Source excerpt:
OpenJurist

648 F2d 660 United States v. Bechtel Corporation

648 F.2d 660

1981-1 Trade Cases 64,111

UNITED STATES of America, Plaintiff-Appellee,
v.
BECHTEL CORPORATION, Bechtel Incorporated, Bechtel Power
Corporation, Bechtel International, Inc. and
Bechtel International Corporation,
Defendants-Appellants.

No. 79-4194.

United States Court of Appeals,
Ninth Circuit.

Argued and Submitted Jan. 14, 1981.
Decided June 18, 1981.

Lee Loevinger, Washington, D. C., argued for defendants-appellants; Hogan & Hartson, Washington, D. C., Janet F. Bentley, Thelen, Marrin, Johnson & Bridges, San Francisco, Cal., on brief.

William D. Coston, Washington, D. C., for plaintiff-appellee.

Appeal from the United States District Court for the Northern District of California.

Before SKOPIL and FLETCHER, Circuit Judges, and EAST,* District Judge.

SKOPIL, Circuit Judge:

INTRODUCTION

1

Bechtel Corporation, Bechtel Incorporated, and certain of their subsidiaries ("Bechtel") appeal the entry of a consent judgment. The decree was entered in an antitrust action based on Bechtel's alleged participation in the Arab boycott of Israel. We conclude that the acts of the government, taken after a stipulation consenting to the judgment was filed, do not require that Bechtel be relieved from its consent. We further find that the trial court did not err in determining that the decree is in the public interest. We affirm.BACKGROUND AND PROCEEDINGS BELOW

2

In January 1976 the United States filed a civil action against Bechtel asserting violations of section 1 of the Sherman Act, 15 U.S.C. § 1. The complaint described the Arab boycott, whereby Arab League countries refuse to engage in commercial relations with those who engage in commerce with Israel. It alleged that Bechtel combined, conspired, and agreed with others to participate in the boycott. The government asserted that this activity restrained trade in violation of the antitrust laws, and requested declaratory and injunctive relief.

Raw data:
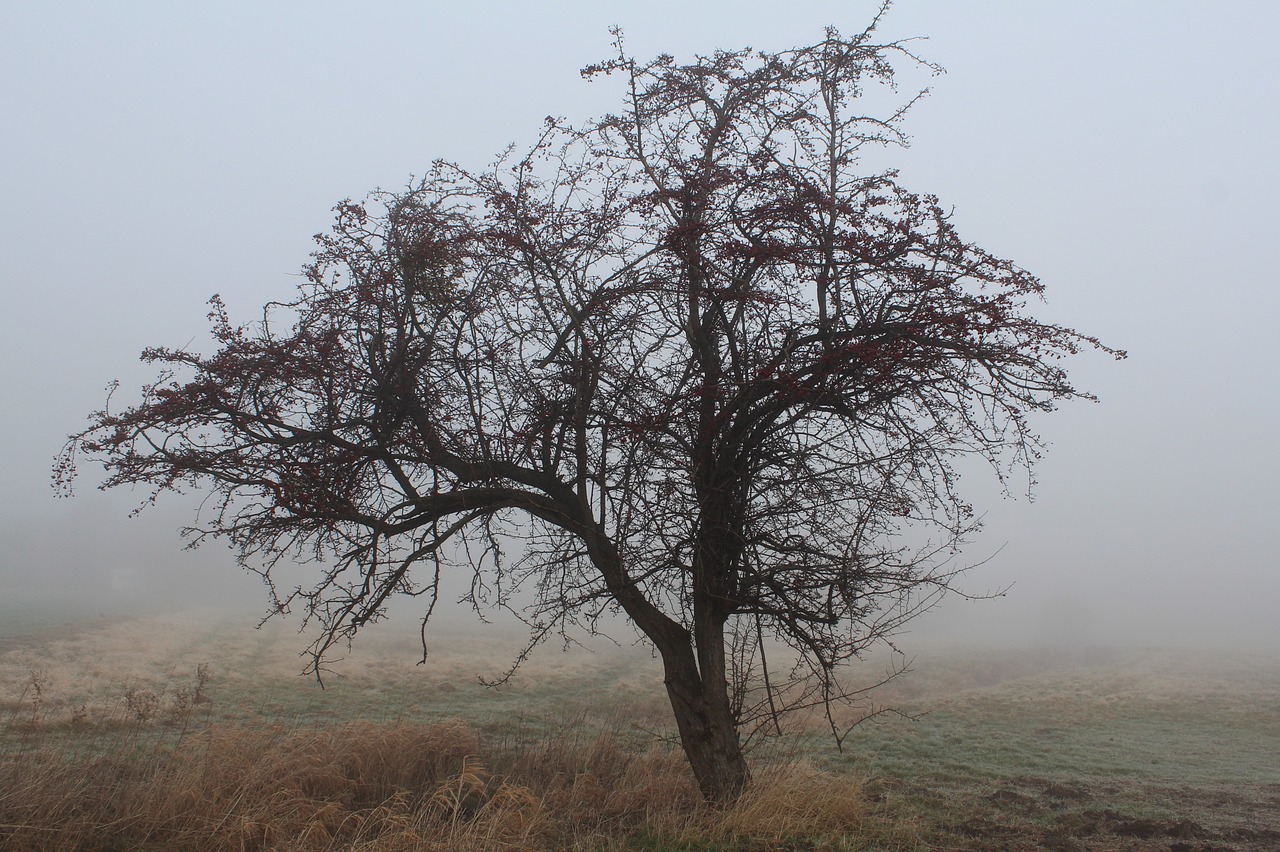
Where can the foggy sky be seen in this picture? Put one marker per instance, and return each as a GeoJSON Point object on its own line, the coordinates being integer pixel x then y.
{"type": "Point", "coordinates": [154, 154]}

Exercise task A:
According to the Bechtel court opinion, in what month and year did the United States file its civil action against Bechtel?
Exercise task B:
Resume the Bechtel antitrust opinion after its final sentence, carrying the account of the proceedings forward.

Final result A:
January 1976

Final result B:
3

Bechtel denied the complaint's material allegations and raised eleven defenses, including estoppel, inapplicability of the antitrust laws, government sanction, sovereign compulsion, act of state, non-justiciable controversy, national interest, and failure to state a cause of action.

4

In January 1977 the parties proposed a consent decree and filed it with the district court, along with the competitive impact statement required by the Antitrust Procedures and Penalties Act ("APPA"), 15 U.S.C. § 16. The parties also filed a stipulation. The stipulation provided that the proposed judgment could be entered

5

"upon the motion of either party or upon the Court's own motion, at any time after compliance with the requirements of the Antitrust Procedures and Penalties Act (15 U.S.C. §§ 16(b) et seq.) and without further notice to any party or other proceedings, provided that plaintiff (the government) has not withdrawn its consent which it may do at any time before the entry of the proposed Final Judgment by serving notice thereof on defendants and by filing that notice with the Court."

6

On January 19, 1977 the proposed decree and the government's competitive impact statement were published in the Federal Register and certain newspapers. In the following sixty days the government received comments on the proposed decree from the public. The sixty-day period for public comment, provided by 15 U.S.C. § 16(d), ended on April 3, 1977.

7

In June 1977 Congress passed the Export Administration Amendments ("EAA") regarding foreign boycotts. 50 U.S.C.App. §§ 2401-13. Department of Commerce regulations interpreting the new law were drafted, published and finally issued in January 1978.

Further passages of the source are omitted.